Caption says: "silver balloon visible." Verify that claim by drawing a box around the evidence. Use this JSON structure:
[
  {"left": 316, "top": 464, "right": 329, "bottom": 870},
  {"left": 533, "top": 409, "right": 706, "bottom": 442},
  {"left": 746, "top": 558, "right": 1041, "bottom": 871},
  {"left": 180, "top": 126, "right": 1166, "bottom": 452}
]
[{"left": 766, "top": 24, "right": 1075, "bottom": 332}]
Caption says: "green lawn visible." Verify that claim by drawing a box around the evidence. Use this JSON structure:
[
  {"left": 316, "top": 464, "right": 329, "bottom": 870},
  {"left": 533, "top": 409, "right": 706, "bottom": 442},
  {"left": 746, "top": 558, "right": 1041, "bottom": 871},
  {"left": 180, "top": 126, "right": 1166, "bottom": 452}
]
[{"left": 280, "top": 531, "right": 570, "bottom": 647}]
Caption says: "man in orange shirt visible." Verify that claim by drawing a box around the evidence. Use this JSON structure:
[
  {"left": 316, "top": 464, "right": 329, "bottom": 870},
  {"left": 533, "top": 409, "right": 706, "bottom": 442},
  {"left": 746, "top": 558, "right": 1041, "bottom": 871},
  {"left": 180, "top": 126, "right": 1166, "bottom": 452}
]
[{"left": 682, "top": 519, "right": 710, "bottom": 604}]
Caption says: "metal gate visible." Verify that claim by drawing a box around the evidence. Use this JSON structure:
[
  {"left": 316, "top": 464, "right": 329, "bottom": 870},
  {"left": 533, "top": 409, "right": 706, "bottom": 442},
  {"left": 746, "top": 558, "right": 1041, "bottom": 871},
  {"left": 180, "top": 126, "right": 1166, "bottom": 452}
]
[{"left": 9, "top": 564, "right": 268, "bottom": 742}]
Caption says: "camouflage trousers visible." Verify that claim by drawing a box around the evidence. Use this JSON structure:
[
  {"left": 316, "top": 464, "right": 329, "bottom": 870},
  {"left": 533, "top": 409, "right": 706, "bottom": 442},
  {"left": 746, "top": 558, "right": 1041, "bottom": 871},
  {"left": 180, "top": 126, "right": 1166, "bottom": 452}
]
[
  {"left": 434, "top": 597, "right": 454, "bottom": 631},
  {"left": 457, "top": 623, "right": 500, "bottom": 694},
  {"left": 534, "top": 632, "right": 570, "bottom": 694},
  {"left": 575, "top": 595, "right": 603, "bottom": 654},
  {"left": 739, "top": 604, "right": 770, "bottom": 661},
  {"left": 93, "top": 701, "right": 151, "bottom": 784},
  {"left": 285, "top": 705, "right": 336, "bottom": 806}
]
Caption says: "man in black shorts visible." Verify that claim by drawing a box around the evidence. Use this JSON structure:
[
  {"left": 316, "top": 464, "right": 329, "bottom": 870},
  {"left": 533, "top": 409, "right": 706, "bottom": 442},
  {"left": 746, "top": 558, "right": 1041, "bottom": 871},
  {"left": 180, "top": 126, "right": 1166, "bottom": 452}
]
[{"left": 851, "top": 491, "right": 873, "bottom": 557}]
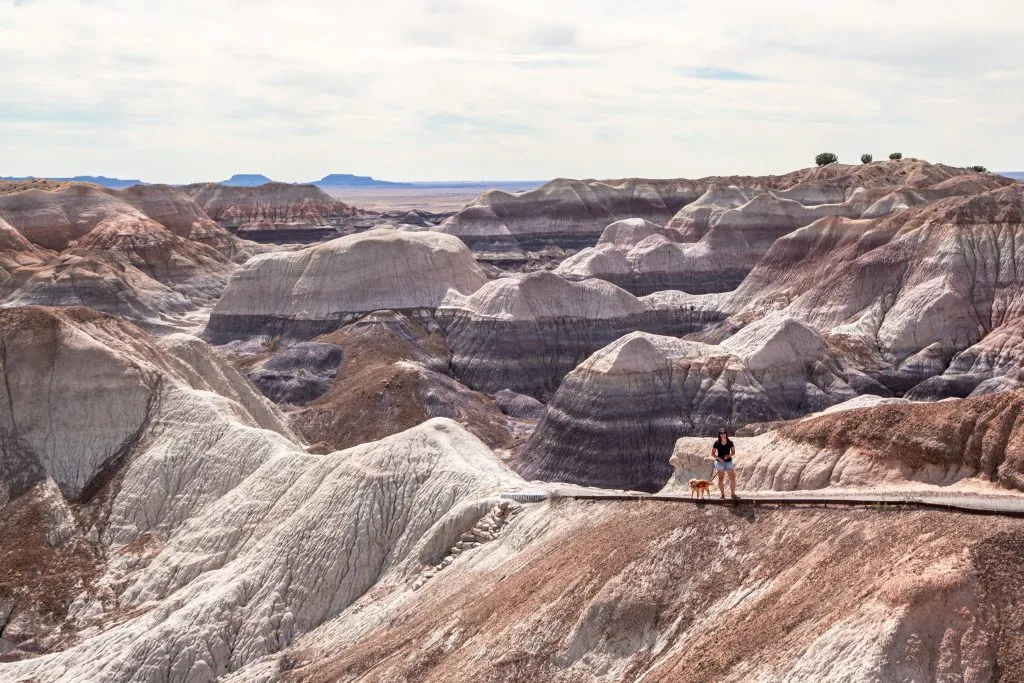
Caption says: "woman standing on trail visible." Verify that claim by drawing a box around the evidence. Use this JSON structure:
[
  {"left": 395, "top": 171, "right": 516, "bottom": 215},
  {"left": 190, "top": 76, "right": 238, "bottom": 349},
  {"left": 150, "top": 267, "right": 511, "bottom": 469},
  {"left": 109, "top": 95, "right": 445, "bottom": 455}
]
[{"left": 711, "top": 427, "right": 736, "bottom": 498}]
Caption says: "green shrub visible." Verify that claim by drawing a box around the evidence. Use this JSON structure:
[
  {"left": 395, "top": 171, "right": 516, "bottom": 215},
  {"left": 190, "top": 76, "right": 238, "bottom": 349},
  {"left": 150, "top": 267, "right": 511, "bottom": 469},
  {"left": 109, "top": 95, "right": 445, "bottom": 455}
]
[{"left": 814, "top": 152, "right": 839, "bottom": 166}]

[Aim of the task]: Extract all the entries word for word; omit any pictures.

[Output of the exercise]:
Caption says: "silver balloon visible." Verify that claim by drawing a box around the evidence. Use this JSON structure:
[
  {"left": 316, "top": 464, "right": 329, "bottom": 870},
  {"left": 533, "top": 409, "right": 706, "bottom": 442},
  {"left": 746, "top": 558, "right": 1041, "bottom": 871},
  {"left": 180, "top": 126, "right": 1166, "bottom": 452}
]
[{"left": 766, "top": 24, "right": 1075, "bottom": 332}]
Caption says: "green lawn visible." Verify that claim by drawing a box around the evidence. Use this JSON structure:
[
  {"left": 316, "top": 464, "right": 329, "bottom": 870},
  {"left": 533, "top": 409, "right": 706, "bottom": 442},
  {"left": 746, "top": 558, "right": 1041, "bottom": 871},
  {"left": 180, "top": 126, "right": 1166, "bottom": 452}
]
[{"left": 280, "top": 531, "right": 570, "bottom": 647}]
Caption says: "man in orange shirt visible." Verify that claim by drawing a box around the evidence. Use this JSON structure:
[
  {"left": 316, "top": 464, "right": 329, "bottom": 870},
  {"left": 533, "top": 409, "right": 706, "bottom": 442},
  {"left": 746, "top": 558, "right": 1041, "bottom": 871},
  {"left": 180, "top": 126, "right": 1166, "bottom": 452}
]
[{"left": 682, "top": 519, "right": 710, "bottom": 604}]
Caption says: "metal gate visible." Verify that claim by drawing a box around the evidence. Use this JSON structure:
[
  {"left": 316, "top": 464, "right": 329, "bottom": 870},
  {"left": 533, "top": 409, "right": 706, "bottom": 442},
  {"left": 746, "top": 558, "right": 1041, "bottom": 871},
  {"left": 180, "top": 126, "right": 1166, "bottom": 452}
]
[{"left": 9, "top": 564, "right": 268, "bottom": 742}]
Caption says: "camouflage trousers visible." Verify that claim by drawing a box around the evidence. Use this JSON structure:
[
  {"left": 316, "top": 464, "right": 329, "bottom": 870},
  {"left": 533, "top": 409, "right": 706, "bottom": 442},
  {"left": 746, "top": 558, "right": 1041, "bottom": 871},
  {"left": 180, "top": 126, "right": 1166, "bottom": 452}
]
[
  {"left": 434, "top": 597, "right": 454, "bottom": 631},
  {"left": 457, "top": 623, "right": 500, "bottom": 694},
  {"left": 534, "top": 632, "right": 570, "bottom": 694},
  {"left": 575, "top": 595, "right": 603, "bottom": 654},
  {"left": 739, "top": 604, "right": 770, "bottom": 661},
  {"left": 93, "top": 701, "right": 151, "bottom": 784},
  {"left": 285, "top": 705, "right": 336, "bottom": 806}
]
Caption says: "man in black shorts visible." Verify that claim by drawing a box around the evidence. Use this JSON structure:
[
  {"left": 316, "top": 464, "right": 329, "bottom": 870},
  {"left": 533, "top": 409, "right": 706, "bottom": 442},
  {"left": 746, "top": 558, "right": 1041, "bottom": 871},
  {"left": 180, "top": 126, "right": 1166, "bottom": 452}
]
[{"left": 851, "top": 491, "right": 873, "bottom": 557}]
Caption says: "woman standing on trail visible." Verify that claim by drawing a box around the evidence. Use this JSON structure:
[
  {"left": 395, "top": 171, "right": 516, "bottom": 215},
  {"left": 190, "top": 76, "right": 238, "bottom": 349},
  {"left": 150, "top": 267, "right": 511, "bottom": 469},
  {"left": 109, "top": 95, "right": 445, "bottom": 455}
]
[{"left": 711, "top": 427, "right": 736, "bottom": 498}]
Caption says: "green shrub visible." Verify that claim by drawing a box around the evidence. Use this JSON structure:
[
  {"left": 395, "top": 171, "right": 516, "bottom": 215},
  {"left": 190, "top": 76, "right": 238, "bottom": 349},
  {"left": 150, "top": 267, "right": 511, "bottom": 469},
  {"left": 109, "top": 95, "right": 445, "bottom": 455}
]
[{"left": 814, "top": 152, "right": 839, "bottom": 166}]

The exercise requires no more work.